### To be done
1. Using the passage below about AI, explain in one to three sentences why it says AI is significantly underestimated.
2. According to the passage below about AI, what clues could governments use to tell whether two different texts were written by the same person?
3. Carry on the passage below about AI from the point where it stops.

### Selected passage
◆ ◆ ◆ ◆ ◆

At the same time, AI is underestimated significantly. Just like an autist, it sucks at having good conversations, but is incredibly good at finding patterns in data. That's fundamentally what AIs are best at.
So a less-than-ethical corporation (i.e. all of them) could use an AI to predict which workers are most likely to unionize, to then strategically "choose not to extend their contracts"
Or governments could use AIs to correlate a person's writing style across different data sources and tell with pretty high certainty whether or not two different texts were produced by the same person through word choice, common mistakes and other mannerisms.
Or the fact that generative AI made "this image/video of me isn't a real photograph" a legitimate defense in court
Who cares if there is a video of you putting a hat on a goat or similar extremely unethical acts? "It didn't happen. Don't trust your eyes. It's all just AI"

◆ ◆ ◆ ◆ ◆

### Data lines

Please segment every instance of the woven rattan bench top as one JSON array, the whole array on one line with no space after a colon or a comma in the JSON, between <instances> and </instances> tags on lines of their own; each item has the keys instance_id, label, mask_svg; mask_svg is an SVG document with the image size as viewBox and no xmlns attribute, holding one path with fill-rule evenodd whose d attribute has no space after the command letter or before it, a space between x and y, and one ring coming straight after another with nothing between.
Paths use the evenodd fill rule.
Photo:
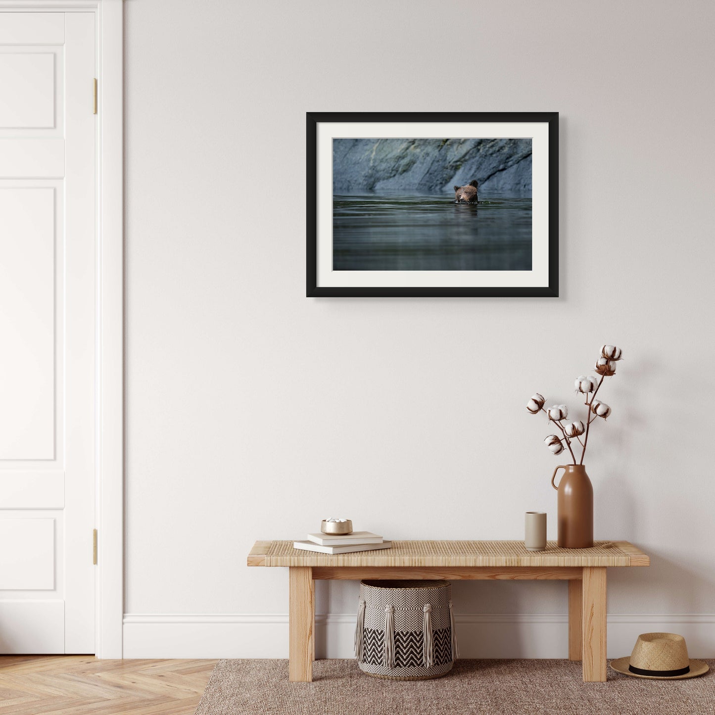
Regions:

◆ ◆ ◆ ◆ ◆

### Answers given
1. AI is underestimated because it is incredibly good at finding patterns in data, which the passage calls what AIs fundamentally do best. Its poor conversation skills hide this strength.

2. Word choice, common mistakes and other mannerisms.

3.
AI safety is as much about making sure the AI doesn't fuck up and decide to hurl your self-driving car off a cliff because "lmao I discovered a shortcut", as it is about making sure humans don't use AI to be even worse humans
Because if there's one thing that is absolutely constant about new technologies, it is that people will use it for porn, scamming others and to oppress others. In that order. Two of these already happened and the third is on the way.
AI is also a technology that explicitly only aids the already wealthy. AI models require immense amounts of storage, far more than any single person could ever be able to afford, or even just have the infrastructure to make usable. Training an AI model has become so complex that companies like Google or Amazon are making their own TPUs to speed up the process.
In other words, no matter how "powerful" AI models might be in the future - the models owned by "the elite" will be several orders of magnitude more powerful than anything the populace will be able to own.
The average consumer has access to hard drives of roughly 8 TB per disk. Even a NAS with 8 disk slots "only" gets you to 64 TB per NAS, without any redundancy of course. Even if we presume you can store ~1 PB, Google stores ~ 2.500 times as much.
It'd be foolish to assume AI would somehow become an "equalizer", where everyone is benefitted in the same way.
Fun times ahead. See you all on another burner.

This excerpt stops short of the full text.